§ **TRY IT**: Retype the tail of the data exactly, starting at the line containing "grass in the photo above." and stopping at the last line.

*** Opening LISTED ENTRIES ***

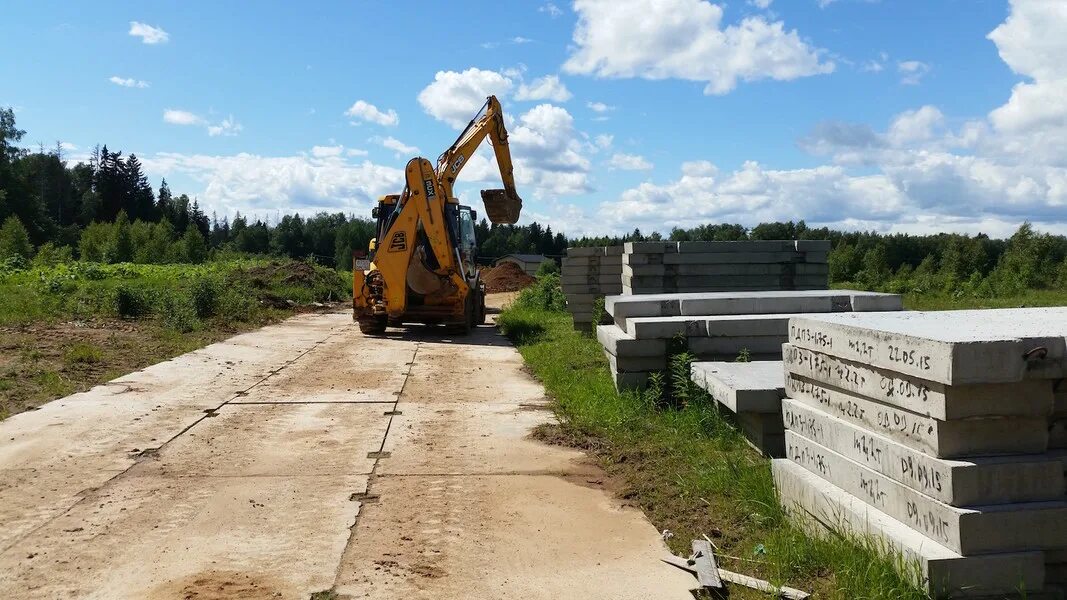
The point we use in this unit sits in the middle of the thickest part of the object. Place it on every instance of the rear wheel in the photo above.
(372, 326)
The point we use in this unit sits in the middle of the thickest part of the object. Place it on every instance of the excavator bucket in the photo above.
(503, 206)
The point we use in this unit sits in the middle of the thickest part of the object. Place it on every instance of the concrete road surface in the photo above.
(304, 457)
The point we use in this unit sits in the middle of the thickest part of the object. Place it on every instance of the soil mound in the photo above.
(506, 277)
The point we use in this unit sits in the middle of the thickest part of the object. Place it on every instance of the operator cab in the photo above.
(462, 219)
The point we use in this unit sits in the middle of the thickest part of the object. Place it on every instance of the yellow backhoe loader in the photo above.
(423, 257)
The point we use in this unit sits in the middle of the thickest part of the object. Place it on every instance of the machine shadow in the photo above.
(480, 335)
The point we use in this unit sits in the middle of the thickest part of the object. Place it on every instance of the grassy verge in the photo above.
(66, 328)
(686, 467)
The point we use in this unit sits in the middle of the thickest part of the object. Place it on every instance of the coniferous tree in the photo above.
(14, 239)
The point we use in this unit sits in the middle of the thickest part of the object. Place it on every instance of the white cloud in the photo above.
(685, 40)
(548, 156)
(252, 183)
(397, 146)
(912, 72)
(225, 127)
(175, 116)
(454, 97)
(127, 81)
(919, 175)
(551, 9)
(369, 112)
(914, 126)
(327, 152)
(547, 88)
(628, 162)
(1033, 44)
(147, 33)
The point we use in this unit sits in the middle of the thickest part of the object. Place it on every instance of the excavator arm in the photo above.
(502, 205)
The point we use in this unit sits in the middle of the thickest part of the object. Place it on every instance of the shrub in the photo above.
(50, 255)
(83, 353)
(179, 314)
(205, 297)
(14, 239)
(131, 301)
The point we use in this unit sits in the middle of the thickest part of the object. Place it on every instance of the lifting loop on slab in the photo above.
(1040, 351)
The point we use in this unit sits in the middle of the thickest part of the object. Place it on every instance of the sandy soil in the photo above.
(302, 458)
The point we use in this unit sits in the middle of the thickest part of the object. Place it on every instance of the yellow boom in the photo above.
(423, 267)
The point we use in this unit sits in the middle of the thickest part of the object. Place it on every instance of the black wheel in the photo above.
(372, 326)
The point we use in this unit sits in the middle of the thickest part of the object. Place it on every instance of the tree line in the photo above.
(106, 210)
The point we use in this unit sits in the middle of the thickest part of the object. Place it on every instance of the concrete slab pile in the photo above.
(590, 273)
(654, 267)
(752, 392)
(713, 326)
(938, 423)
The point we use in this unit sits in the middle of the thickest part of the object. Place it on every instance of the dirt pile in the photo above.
(507, 277)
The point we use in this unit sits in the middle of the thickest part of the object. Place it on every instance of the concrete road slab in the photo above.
(30, 498)
(239, 470)
(445, 373)
(146, 536)
(504, 536)
(247, 440)
(345, 369)
(471, 439)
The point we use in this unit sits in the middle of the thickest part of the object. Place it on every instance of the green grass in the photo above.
(943, 301)
(689, 471)
(68, 327)
(82, 352)
(186, 295)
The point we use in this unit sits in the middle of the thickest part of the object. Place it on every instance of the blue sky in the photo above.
(856, 113)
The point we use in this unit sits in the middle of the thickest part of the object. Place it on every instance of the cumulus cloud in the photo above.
(547, 88)
(628, 162)
(914, 126)
(912, 72)
(363, 110)
(397, 146)
(127, 81)
(686, 40)
(175, 116)
(548, 156)
(917, 174)
(225, 127)
(252, 183)
(327, 152)
(147, 33)
(552, 10)
(454, 97)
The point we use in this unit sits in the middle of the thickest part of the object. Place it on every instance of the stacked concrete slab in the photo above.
(713, 326)
(655, 267)
(932, 431)
(752, 392)
(590, 273)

*** Closing LISTED ENTRIES ***

§ **THE ANSWER**:
The point we use in this unit sits in the middle of the thickest part of the object. Place it on every instance of the green grass in the photo above.
(943, 301)
(689, 471)
(68, 327)
(82, 352)
(186, 295)
The point we use in this unit sits in the middle of the thickest part of the object. Place it on every instance of the blue sky in the photo above.
(856, 113)
The point we use in this unit sits in the middle of the thickest part of the object. Place it on every instance of the cumulus cloud in the photo above.
(547, 88)
(628, 162)
(914, 126)
(912, 72)
(363, 110)
(397, 146)
(127, 81)
(686, 40)
(175, 116)
(548, 156)
(917, 174)
(225, 127)
(252, 183)
(327, 152)
(147, 33)
(552, 10)
(454, 97)
The point we use in this unit sits in the middle of the thickest part of the object. Place it on every instance of the stacked concrete slab in the photo above.
(713, 326)
(655, 267)
(932, 431)
(752, 392)
(590, 273)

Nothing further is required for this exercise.